» Extracted information
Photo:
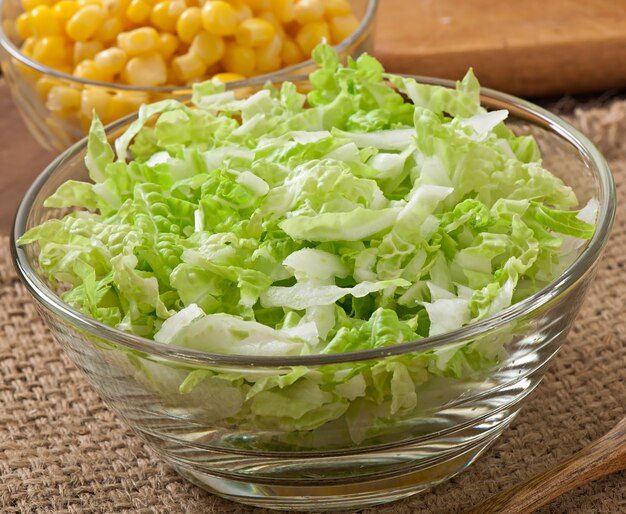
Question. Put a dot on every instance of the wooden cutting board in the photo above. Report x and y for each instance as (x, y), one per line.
(524, 47)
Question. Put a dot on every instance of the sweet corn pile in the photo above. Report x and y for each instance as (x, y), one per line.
(168, 42)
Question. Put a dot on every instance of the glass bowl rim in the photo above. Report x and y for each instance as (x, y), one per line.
(521, 108)
(5, 42)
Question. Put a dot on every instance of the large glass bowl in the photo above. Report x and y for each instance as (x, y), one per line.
(327, 467)
(56, 126)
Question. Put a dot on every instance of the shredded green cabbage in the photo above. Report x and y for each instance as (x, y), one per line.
(288, 224)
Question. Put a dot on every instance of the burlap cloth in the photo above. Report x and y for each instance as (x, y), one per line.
(62, 450)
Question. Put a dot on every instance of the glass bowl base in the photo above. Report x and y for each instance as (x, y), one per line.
(340, 496)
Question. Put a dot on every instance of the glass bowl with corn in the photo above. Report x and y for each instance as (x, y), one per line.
(63, 60)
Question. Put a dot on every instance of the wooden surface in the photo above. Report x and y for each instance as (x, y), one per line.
(21, 159)
(535, 47)
(529, 48)
(605, 456)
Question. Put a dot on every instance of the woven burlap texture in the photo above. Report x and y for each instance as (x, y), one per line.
(62, 450)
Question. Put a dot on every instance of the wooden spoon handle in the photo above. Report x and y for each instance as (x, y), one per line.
(603, 457)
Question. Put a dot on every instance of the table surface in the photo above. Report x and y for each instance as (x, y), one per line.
(21, 159)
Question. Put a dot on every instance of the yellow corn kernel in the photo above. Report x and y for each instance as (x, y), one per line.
(284, 10)
(138, 11)
(169, 45)
(268, 57)
(291, 53)
(43, 22)
(139, 41)
(95, 99)
(342, 26)
(28, 46)
(259, 5)
(255, 32)
(228, 77)
(86, 50)
(239, 59)
(146, 70)
(87, 69)
(219, 18)
(31, 4)
(208, 47)
(311, 34)
(85, 22)
(22, 25)
(64, 10)
(111, 61)
(271, 18)
(109, 30)
(83, 3)
(63, 97)
(336, 8)
(51, 50)
(244, 11)
(44, 85)
(166, 13)
(125, 102)
(189, 24)
(187, 67)
(116, 8)
(307, 11)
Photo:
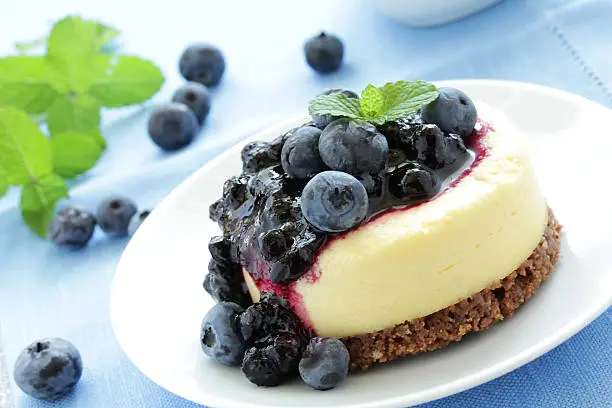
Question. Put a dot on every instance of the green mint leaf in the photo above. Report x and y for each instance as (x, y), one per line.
(26, 83)
(403, 98)
(25, 153)
(39, 198)
(372, 101)
(74, 112)
(336, 105)
(124, 80)
(71, 48)
(74, 153)
(3, 182)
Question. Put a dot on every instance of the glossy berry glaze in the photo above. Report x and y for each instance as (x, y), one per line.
(260, 214)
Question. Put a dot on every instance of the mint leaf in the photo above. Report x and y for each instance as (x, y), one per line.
(39, 198)
(337, 105)
(74, 112)
(26, 83)
(72, 45)
(3, 182)
(124, 80)
(25, 153)
(403, 98)
(372, 101)
(74, 153)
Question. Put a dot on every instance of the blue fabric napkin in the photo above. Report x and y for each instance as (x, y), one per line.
(45, 291)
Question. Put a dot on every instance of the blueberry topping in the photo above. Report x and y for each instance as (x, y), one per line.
(453, 112)
(324, 52)
(300, 155)
(324, 363)
(48, 369)
(272, 244)
(136, 221)
(261, 367)
(196, 97)
(203, 63)
(220, 248)
(334, 201)
(72, 227)
(354, 148)
(414, 182)
(257, 156)
(173, 126)
(114, 215)
(220, 336)
(321, 121)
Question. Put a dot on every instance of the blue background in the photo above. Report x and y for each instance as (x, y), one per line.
(45, 291)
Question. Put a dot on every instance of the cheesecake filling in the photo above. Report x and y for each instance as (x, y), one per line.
(411, 262)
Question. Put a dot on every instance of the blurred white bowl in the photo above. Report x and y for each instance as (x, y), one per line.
(422, 13)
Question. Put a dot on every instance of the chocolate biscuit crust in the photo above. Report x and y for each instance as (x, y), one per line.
(476, 313)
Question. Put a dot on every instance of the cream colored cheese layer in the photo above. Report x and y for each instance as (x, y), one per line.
(411, 263)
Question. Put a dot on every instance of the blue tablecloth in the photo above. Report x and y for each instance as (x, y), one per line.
(48, 292)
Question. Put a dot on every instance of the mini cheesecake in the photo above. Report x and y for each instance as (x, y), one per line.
(419, 271)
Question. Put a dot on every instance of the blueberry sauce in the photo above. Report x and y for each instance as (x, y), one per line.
(260, 209)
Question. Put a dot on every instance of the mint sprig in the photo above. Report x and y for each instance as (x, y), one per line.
(377, 105)
(67, 87)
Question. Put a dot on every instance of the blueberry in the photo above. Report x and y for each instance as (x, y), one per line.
(324, 363)
(48, 369)
(196, 97)
(414, 182)
(353, 148)
(114, 215)
(203, 63)
(257, 156)
(323, 120)
(220, 335)
(272, 244)
(429, 146)
(453, 111)
(173, 126)
(300, 155)
(324, 52)
(136, 221)
(220, 248)
(334, 201)
(261, 367)
(72, 227)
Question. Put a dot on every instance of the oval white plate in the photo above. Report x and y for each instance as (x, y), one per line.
(157, 300)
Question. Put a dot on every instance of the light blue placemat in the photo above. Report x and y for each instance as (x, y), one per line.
(45, 291)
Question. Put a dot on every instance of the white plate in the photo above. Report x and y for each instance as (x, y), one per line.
(157, 300)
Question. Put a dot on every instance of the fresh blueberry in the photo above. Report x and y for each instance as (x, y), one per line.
(453, 111)
(429, 146)
(220, 336)
(256, 156)
(272, 244)
(261, 367)
(173, 126)
(48, 369)
(114, 215)
(300, 155)
(72, 227)
(136, 221)
(353, 148)
(324, 363)
(321, 121)
(324, 52)
(414, 182)
(196, 97)
(203, 63)
(334, 201)
(220, 248)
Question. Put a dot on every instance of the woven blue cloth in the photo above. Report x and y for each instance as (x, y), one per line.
(48, 292)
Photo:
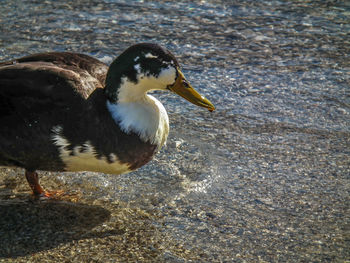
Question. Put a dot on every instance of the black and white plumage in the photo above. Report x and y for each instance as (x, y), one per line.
(70, 112)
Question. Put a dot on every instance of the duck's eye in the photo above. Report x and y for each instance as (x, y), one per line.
(185, 84)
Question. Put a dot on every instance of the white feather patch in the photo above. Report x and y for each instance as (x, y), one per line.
(87, 160)
(149, 55)
(146, 117)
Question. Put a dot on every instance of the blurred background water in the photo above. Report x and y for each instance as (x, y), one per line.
(263, 178)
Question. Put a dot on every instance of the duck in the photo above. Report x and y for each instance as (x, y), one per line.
(70, 112)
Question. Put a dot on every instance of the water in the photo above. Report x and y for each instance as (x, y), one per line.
(263, 178)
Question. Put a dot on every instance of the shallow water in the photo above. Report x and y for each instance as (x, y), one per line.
(263, 178)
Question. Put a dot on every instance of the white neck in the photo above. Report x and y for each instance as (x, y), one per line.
(145, 116)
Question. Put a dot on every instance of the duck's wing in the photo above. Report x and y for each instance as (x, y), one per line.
(85, 72)
(38, 93)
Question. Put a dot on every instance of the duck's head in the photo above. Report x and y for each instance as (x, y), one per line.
(144, 67)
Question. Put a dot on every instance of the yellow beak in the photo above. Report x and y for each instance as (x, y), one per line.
(185, 90)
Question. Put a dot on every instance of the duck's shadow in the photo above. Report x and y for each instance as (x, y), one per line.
(27, 227)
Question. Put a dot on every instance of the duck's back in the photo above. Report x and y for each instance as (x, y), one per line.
(40, 92)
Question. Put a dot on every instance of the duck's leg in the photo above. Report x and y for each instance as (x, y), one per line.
(33, 180)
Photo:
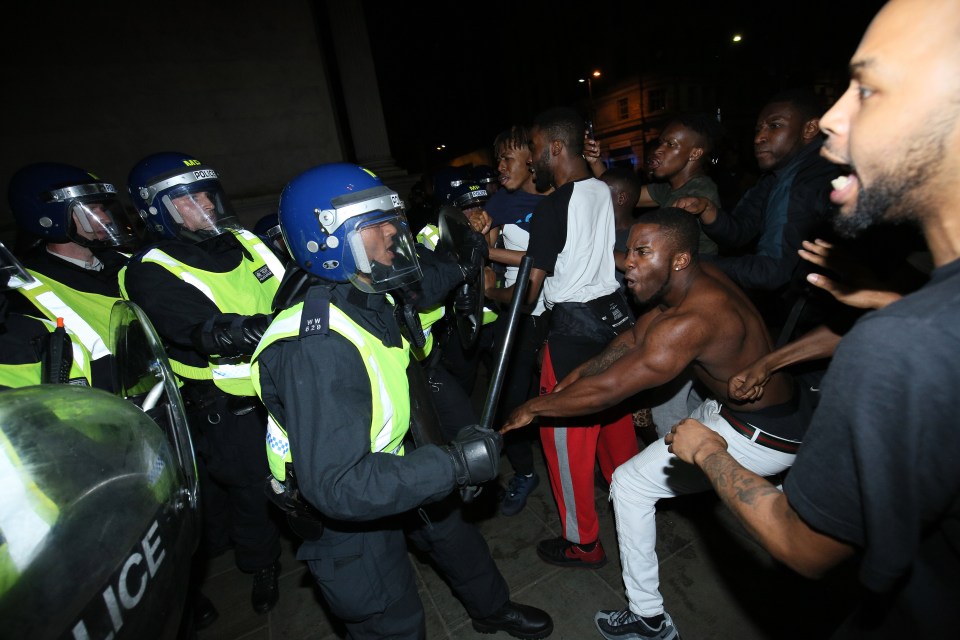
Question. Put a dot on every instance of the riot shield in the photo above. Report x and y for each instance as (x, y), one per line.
(454, 227)
(97, 534)
(143, 376)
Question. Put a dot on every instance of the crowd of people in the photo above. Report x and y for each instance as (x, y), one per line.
(786, 351)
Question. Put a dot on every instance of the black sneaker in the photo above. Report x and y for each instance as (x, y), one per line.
(563, 553)
(626, 625)
(265, 589)
(204, 613)
(519, 620)
(518, 491)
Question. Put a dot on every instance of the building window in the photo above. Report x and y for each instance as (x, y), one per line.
(657, 99)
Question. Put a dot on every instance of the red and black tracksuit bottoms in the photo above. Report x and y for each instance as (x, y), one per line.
(570, 452)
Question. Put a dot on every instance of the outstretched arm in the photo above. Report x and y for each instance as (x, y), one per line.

» Exercise instructions
Give back the lines of the listing from the one with "Question. Put a dot on every instance of the building" through the end, both included, exactly as written and with nothing added.

» Result of the task
Question. Put a dot on every instance of the building window in the photo above. Report x and y for each instance as (x, y), one per line.
(657, 99)
Question. Put a dot on every instance of the red and black tracksuit bottoms in the photo above. Report x and y for each instance as (x, y), one per line.
(570, 452)
Question. Put a dot on every instance of the outstretched arm in the photo above. Report x and y for each instance as (x, y), one per line.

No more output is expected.